→ **Provided text**
╭──

I used to workout a lot, I guess you could've called that my purpose in life. But I had an existential crisis a few years ago and now I just don't see the point in anything. I have no idea what makes me happy anymore. I've tried college four times and its just not for me(wasnt the grades that made me dropout). I recently had to quit my job because of Social Anxiety. I feel lost. How do I find something I can be excited about?
Existential Crisis: I used to workout a... - Anxiety and Depre...
Existential Crisis
As someone who feeds off of others' happiness due to some trauma I had as a kid, I wish I knew what to tell you. I feel like I can only be happy when the people around me are happy. I'm definitely a people pleaser. I've been in and out of therapy. I'm currently back in, thankfully. I'm just trying to take things day by day.
Social anxiety sucks. I have it, and it's just getting worse. I had numerous call-ins to my old job because of my anxiety and depression. My current job isn't as bad, but it can still take a toll. I'm just doing what I can.
Something similar happened to me too. In high school, I was the top student. Getting all my work done was a priority for me, and I was very hardworking, disciplined, and determined. Now I have lost all the discipline I had. I recently started getting it back, but still struggling to keep up with everything. I have problems with even the most basic tasks. I am trying to keep in mind that if I had the discipline once, why wouldn't I have it again if I work hard?
Taking a break and returning to work is my recommendation. You may have been addicted to the gym, therefore you can still do that.. Just push a little more every day I am sure you are gonna get better 🙌
I am on the same boat with the lack of purpose in life. You’re not alone in the search to find something that brings excitement. I hope we find it.
I've given up as trying to find 'happiness' in life, I'm retired can't associate with the younger generation, I'm retired but listen to the TV and frightens me what they [the older generation over 40's forget about us] they rule the earth, what they say or believe🙄 is what goes! I am terminally ill, no specific date, but wake up in the morning "oh I'm alive!🙄" living on my own, listen to the news, no thing grabs my attention, never does, how can it, NEVER anything set over for the older generation! The forgotten generation!

╰──

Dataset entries

╭──

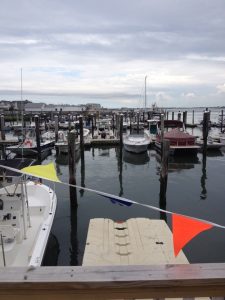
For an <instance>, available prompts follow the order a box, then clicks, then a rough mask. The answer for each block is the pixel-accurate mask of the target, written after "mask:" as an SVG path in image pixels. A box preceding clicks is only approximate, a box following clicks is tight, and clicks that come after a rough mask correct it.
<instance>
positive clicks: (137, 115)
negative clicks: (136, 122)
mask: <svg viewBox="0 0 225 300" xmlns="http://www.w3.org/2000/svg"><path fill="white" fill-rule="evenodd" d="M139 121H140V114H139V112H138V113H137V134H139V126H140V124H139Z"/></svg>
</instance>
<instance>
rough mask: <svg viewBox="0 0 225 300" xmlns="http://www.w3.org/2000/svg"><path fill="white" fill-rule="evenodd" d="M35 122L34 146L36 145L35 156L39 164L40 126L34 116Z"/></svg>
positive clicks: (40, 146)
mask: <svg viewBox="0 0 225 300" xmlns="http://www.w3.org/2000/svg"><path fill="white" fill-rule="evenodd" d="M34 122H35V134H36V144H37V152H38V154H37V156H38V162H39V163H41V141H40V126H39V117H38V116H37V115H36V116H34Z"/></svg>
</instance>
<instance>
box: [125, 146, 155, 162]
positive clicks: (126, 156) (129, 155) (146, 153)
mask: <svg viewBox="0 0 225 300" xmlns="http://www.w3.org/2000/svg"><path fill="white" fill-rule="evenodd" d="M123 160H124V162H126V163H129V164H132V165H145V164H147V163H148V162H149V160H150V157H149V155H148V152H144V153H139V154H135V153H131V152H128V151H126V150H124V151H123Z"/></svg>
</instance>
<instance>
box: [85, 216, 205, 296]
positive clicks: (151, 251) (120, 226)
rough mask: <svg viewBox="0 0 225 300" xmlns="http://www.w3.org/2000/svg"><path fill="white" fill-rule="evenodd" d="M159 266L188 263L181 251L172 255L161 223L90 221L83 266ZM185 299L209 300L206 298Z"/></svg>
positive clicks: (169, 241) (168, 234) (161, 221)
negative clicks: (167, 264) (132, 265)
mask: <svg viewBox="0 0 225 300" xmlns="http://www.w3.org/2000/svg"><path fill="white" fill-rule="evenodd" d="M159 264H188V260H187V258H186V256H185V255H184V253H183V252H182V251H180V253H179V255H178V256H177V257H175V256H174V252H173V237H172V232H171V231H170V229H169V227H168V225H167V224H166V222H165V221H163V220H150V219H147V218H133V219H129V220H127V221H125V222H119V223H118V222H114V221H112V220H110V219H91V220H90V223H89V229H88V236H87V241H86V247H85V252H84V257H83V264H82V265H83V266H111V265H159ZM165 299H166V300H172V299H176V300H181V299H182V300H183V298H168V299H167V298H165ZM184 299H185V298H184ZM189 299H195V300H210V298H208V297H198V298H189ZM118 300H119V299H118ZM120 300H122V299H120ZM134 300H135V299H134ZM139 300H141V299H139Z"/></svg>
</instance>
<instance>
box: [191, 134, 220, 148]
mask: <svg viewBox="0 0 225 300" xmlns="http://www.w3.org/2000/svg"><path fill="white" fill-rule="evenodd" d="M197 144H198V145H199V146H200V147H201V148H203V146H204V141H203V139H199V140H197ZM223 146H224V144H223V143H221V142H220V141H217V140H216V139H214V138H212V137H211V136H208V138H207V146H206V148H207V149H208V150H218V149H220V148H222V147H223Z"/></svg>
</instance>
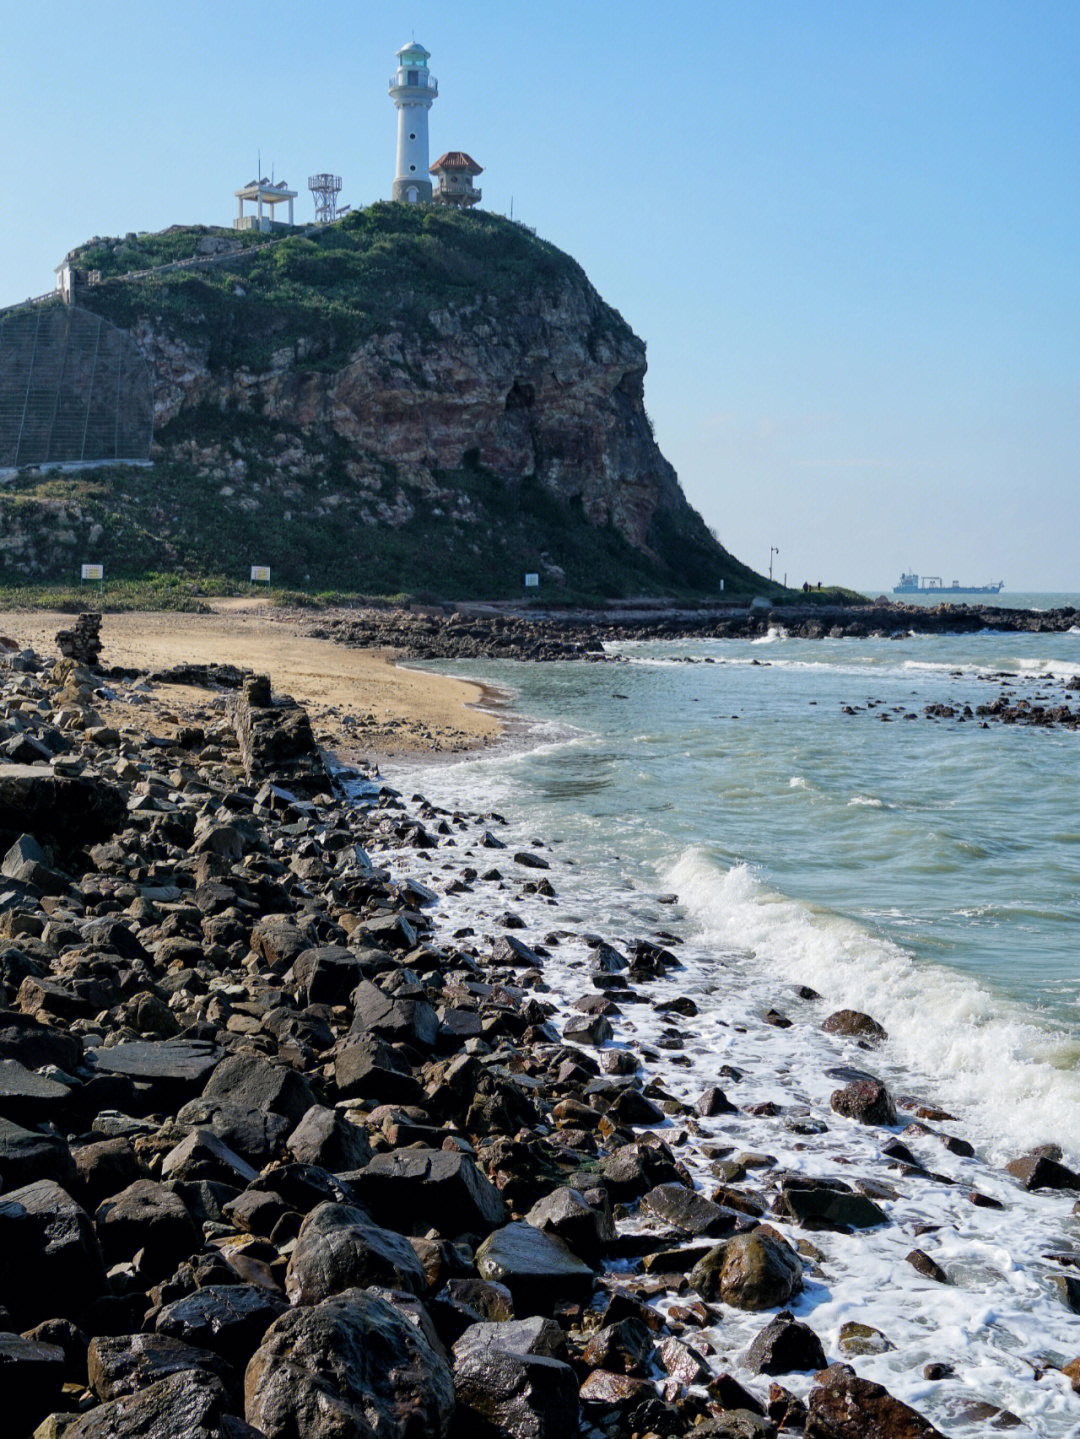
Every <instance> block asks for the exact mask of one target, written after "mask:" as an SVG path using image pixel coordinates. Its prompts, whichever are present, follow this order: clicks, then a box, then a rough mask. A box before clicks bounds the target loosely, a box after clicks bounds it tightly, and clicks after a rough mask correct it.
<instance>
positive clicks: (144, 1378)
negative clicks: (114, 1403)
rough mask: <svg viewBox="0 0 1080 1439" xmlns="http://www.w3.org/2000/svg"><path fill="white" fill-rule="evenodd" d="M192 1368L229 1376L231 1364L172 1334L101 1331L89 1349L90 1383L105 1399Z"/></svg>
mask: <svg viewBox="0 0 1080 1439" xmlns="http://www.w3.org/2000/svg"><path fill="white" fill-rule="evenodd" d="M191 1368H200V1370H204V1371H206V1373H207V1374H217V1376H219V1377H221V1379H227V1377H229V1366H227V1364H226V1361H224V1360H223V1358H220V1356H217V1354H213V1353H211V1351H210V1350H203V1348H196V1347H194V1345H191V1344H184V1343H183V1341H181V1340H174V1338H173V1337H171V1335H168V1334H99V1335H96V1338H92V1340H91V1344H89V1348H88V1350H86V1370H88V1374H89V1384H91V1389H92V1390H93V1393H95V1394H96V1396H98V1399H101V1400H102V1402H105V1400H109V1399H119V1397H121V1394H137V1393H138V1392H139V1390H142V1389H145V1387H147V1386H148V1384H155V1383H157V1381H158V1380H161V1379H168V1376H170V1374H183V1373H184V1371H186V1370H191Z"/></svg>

╰──

→ **Assignment A**
In the existential crisis thread, how many times does the opening poster say they have tried college?
→ **Assignment B**
Write the next reply in the existential crisis thread, following its final comment.

→ **Task output A**
Four times.

→ **Task output B**
Guess lots of us are in the same boat. Depression and anxiety here. Single, no kids. Dont see much of a goal in my life. For a long time i wanted to help people. That took me quite a ways, but lately, just not as rewarding. A family posted that they were out of food. Ibwent shopping and brought them $100 worth of food. We were messaging thru the app to get to their address and all. They were happy when i arrived. The kids were excited. That was nice. But it kind of faded when i realized they didnt even message me back a thanks. I have a friend going thru horrible times. I try to help her with supplies, money, etc. But she doesnt reply to me much. I know she has a tough situation, and i know she is hurting and has a lot going on, but i find it frustrating and stressful when i dont know if things are working out for her or not. I know you help people will no expectations of anything in return, but it would help me to get a reply in a timely maner. Anyhow, i am planning to retire at some point. But still feel.like my life has minimal meaning. Best wishes to all of you. May you find meaning, joy and calm. I have been doing a meditation at night that focuses one feeling safe, satisfied, happy and calm.
I would say don't focus on what makes you happy, but instead on what your purpose is. It could be that God is preparing you to be a mentor to others with social anxiety.
Once you get your purpose, happiness will come. But make happiness the goal, good moods into an idol, and you will get neither.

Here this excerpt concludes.